Exercise data
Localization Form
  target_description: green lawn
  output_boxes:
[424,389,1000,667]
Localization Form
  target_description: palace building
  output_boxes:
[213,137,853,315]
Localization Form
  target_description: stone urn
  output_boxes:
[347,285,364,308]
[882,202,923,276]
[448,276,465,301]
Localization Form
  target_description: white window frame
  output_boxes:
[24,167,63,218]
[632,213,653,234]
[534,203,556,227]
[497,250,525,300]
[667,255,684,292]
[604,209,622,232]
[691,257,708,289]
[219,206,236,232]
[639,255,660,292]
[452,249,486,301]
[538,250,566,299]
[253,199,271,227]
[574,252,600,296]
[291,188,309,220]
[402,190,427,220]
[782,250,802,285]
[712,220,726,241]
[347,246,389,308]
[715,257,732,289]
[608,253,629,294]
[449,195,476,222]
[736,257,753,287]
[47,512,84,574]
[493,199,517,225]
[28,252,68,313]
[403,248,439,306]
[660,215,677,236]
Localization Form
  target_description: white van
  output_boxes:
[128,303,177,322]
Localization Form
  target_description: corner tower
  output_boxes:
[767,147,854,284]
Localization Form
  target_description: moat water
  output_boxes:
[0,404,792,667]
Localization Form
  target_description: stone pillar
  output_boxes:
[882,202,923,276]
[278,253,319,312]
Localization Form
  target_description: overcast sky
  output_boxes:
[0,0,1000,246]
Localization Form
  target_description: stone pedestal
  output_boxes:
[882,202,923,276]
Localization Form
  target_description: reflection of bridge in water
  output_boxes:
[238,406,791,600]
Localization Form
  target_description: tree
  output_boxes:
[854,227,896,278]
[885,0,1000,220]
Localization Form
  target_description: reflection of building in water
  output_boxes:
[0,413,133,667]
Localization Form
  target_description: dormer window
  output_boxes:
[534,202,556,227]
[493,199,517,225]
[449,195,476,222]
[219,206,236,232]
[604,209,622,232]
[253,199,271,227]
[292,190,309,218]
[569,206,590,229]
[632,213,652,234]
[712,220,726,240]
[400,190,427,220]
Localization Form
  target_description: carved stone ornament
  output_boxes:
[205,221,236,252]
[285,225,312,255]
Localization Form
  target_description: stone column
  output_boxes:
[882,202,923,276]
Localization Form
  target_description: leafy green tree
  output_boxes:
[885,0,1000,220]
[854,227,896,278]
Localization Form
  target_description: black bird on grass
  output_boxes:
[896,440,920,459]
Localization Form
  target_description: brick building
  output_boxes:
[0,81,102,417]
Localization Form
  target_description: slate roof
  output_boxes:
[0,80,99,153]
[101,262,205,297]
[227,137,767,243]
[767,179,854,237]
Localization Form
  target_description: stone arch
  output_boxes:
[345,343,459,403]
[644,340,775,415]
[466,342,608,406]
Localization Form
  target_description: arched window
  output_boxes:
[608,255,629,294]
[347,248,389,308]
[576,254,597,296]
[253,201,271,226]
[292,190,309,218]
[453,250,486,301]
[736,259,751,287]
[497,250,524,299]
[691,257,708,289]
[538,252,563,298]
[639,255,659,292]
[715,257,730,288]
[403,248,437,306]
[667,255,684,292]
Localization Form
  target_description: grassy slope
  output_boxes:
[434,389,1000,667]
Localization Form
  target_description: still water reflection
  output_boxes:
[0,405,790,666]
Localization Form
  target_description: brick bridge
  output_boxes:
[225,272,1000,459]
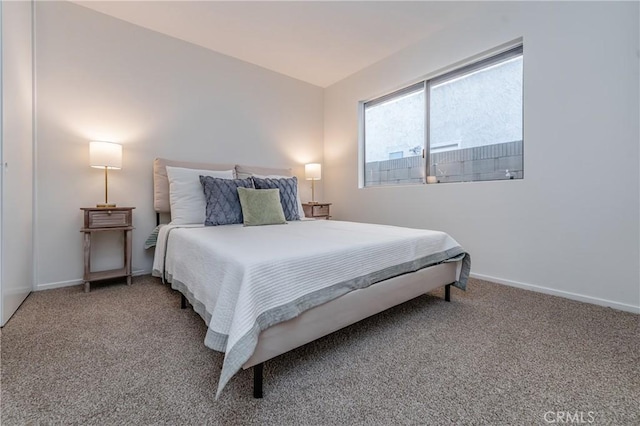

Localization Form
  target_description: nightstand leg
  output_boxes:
[83,232,91,293]
[124,230,132,285]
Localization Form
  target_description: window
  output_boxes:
[361,46,524,186]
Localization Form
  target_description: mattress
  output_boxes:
[153,221,469,395]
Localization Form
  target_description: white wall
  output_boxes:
[0,2,33,325]
[324,2,640,312]
[36,2,323,289]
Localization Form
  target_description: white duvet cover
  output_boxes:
[153,220,469,394]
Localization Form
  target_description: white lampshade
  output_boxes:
[304,163,322,180]
[89,141,122,169]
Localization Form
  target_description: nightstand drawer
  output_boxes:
[312,204,329,216]
[86,209,131,228]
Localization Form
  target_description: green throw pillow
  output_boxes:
[238,188,287,226]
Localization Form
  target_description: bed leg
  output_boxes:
[444,284,451,302]
[253,362,264,398]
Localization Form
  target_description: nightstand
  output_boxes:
[80,207,135,293]
[302,203,331,219]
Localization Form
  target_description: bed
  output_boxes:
[153,159,470,398]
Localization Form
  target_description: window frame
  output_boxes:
[358,40,524,188]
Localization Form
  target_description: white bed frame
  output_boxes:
[154,159,461,398]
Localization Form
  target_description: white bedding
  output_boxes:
[153,220,469,394]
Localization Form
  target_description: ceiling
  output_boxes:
[74,1,479,87]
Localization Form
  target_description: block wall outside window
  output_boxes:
[360,45,524,186]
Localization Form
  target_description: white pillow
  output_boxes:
[251,174,305,219]
[167,166,233,225]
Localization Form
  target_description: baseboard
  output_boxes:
[34,270,151,291]
[469,273,640,314]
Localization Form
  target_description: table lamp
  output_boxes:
[89,141,122,207]
[304,163,322,204]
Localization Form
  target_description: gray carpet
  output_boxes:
[1,276,640,426]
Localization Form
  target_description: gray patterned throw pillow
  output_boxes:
[251,176,300,220]
[200,176,253,226]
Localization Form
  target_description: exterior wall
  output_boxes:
[364,141,524,186]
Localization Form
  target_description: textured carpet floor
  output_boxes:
[0,276,640,425]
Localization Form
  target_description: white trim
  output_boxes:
[34,269,151,291]
[469,273,640,314]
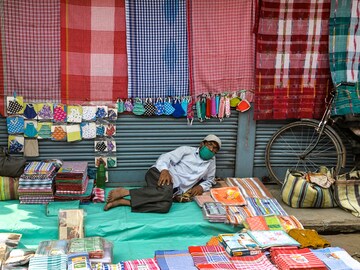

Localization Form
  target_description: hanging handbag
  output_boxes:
[0,147,26,177]
[281,170,336,208]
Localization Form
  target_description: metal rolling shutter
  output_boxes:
[0,111,238,187]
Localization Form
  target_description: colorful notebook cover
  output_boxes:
[219,232,261,256]
[210,187,246,205]
[248,230,300,248]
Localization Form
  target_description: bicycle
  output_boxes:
[265,82,355,185]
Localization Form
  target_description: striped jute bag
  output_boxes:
[334,170,360,217]
[0,176,19,201]
[281,170,336,208]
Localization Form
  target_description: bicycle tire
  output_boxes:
[265,120,346,185]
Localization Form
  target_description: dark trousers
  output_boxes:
[130,167,173,213]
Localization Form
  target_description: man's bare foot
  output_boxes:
[104,199,130,211]
[106,187,130,202]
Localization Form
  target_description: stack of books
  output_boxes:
[55,161,94,202]
[218,232,262,256]
[202,202,227,223]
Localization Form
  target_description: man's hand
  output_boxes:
[190,185,204,196]
[158,170,172,186]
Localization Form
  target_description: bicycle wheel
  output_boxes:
[265,120,346,184]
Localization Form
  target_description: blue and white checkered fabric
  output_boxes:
[126,0,189,98]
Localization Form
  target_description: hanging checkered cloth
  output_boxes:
[188,0,256,100]
[61,0,127,103]
[329,0,360,115]
[126,0,189,98]
[254,0,331,120]
[230,254,277,270]
[0,0,60,109]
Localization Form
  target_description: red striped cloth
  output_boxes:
[230,254,277,270]
[0,0,60,112]
[188,0,255,100]
[0,24,5,115]
[61,0,127,103]
[270,248,327,270]
[254,0,331,120]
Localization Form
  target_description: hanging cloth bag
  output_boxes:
[172,97,185,118]
[24,103,37,119]
[144,98,156,116]
[155,97,165,115]
[164,97,175,115]
[133,98,145,115]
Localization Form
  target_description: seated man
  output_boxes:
[104,134,221,213]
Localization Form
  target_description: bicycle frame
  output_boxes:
[299,82,355,160]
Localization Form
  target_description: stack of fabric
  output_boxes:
[270,247,327,270]
[55,161,94,202]
[18,161,56,204]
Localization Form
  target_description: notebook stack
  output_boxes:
[18,161,56,204]
[218,232,261,256]
[55,161,94,202]
[202,202,226,223]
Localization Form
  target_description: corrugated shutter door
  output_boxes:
[0,111,242,186]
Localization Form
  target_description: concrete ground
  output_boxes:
[266,185,360,261]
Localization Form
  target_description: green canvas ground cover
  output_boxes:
[0,189,240,263]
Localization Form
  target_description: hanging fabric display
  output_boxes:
[256,0,331,120]
[96,106,108,118]
[24,103,37,119]
[6,116,25,134]
[24,120,38,138]
[210,95,217,117]
[125,0,189,98]
[54,104,67,123]
[205,95,211,119]
[82,106,97,121]
[6,95,24,115]
[107,108,117,121]
[329,0,360,115]
[144,98,156,116]
[155,97,165,115]
[124,98,134,112]
[36,103,54,120]
[218,96,225,122]
[61,0,128,104]
[196,98,204,122]
[117,98,125,113]
[172,97,185,118]
[80,122,96,139]
[164,97,175,115]
[188,0,257,100]
[133,98,145,115]
[186,97,194,126]
[0,1,61,116]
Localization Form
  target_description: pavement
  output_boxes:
[266,184,360,262]
[266,184,360,234]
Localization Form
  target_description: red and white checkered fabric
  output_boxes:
[230,254,277,270]
[0,0,60,109]
[123,258,160,270]
[188,0,256,100]
[270,248,327,270]
[254,0,331,120]
[61,0,127,103]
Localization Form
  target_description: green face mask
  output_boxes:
[199,145,215,160]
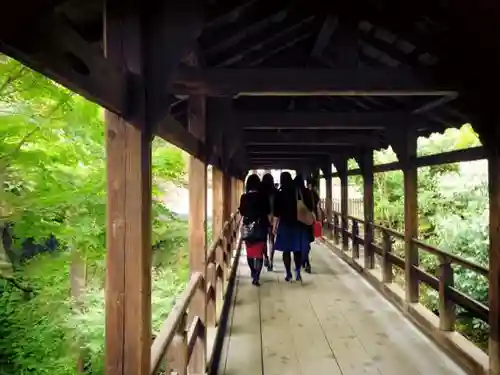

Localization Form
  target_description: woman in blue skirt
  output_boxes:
[273,172,312,281]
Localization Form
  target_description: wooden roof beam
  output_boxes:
[310,14,339,59]
[173,67,457,96]
[246,144,359,155]
[244,131,381,148]
[235,111,425,130]
[0,14,127,117]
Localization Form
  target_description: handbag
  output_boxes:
[297,188,314,225]
[241,219,267,243]
[313,220,323,238]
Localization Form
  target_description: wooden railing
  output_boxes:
[150,214,241,375]
[327,211,489,340]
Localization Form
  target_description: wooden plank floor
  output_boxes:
[219,245,465,375]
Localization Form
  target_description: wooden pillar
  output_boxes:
[212,167,224,241]
[358,150,375,268]
[222,172,232,222]
[188,95,207,374]
[103,2,153,375]
[325,174,333,240]
[394,126,419,303]
[483,137,500,375]
[106,112,151,375]
[337,159,349,251]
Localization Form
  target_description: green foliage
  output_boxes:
[351,124,489,348]
[0,55,187,375]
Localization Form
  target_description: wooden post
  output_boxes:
[333,213,342,245]
[439,256,455,331]
[106,112,151,375]
[222,172,232,222]
[382,230,392,283]
[103,2,153,375]
[352,220,359,259]
[212,167,225,317]
[358,150,375,269]
[212,167,224,241]
[396,127,419,303]
[337,159,349,251]
[188,96,207,374]
[325,174,333,240]
[482,140,500,375]
[222,171,232,282]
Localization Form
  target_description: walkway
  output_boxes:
[219,245,465,375]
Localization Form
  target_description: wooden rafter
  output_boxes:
[173,68,456,96]
[236,111,425,130]
[244,131,381,148]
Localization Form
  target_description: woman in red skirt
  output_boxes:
[240,174,271,286]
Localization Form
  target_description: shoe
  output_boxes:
[304,263,311,273]
[295,269,302,281]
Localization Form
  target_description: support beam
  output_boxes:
[156,115,211,159]
[106,112,151,375]
[103,4,153,375]
[357,150,375,269]
[173,67,456,96]
[393,128,419,303]
[0,12,127,117]
[235,111,418,130]
[188,96,207,374]
[480,121,500,375]
[245,144,359,155]
[310,14,339,59]
[222,171,232,222]
[212,166,224,241]
[333,146,486,177]
[325,173,333,240]
[334,158,349,251]
[244,131,382,148]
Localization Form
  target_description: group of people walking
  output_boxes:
[239,172,322,286]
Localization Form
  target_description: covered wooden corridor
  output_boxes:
[219,245,465,375]
[0,0,500,375]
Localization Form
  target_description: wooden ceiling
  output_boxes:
[0,0,500,176]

Requirement
List every line of the rows above that contains the string "building". Case counts, so a line with only a differently capitalized form does not qualify.

Correct response
  target_description: palace building
  target_description: reflection of building in water
  target_description: brick building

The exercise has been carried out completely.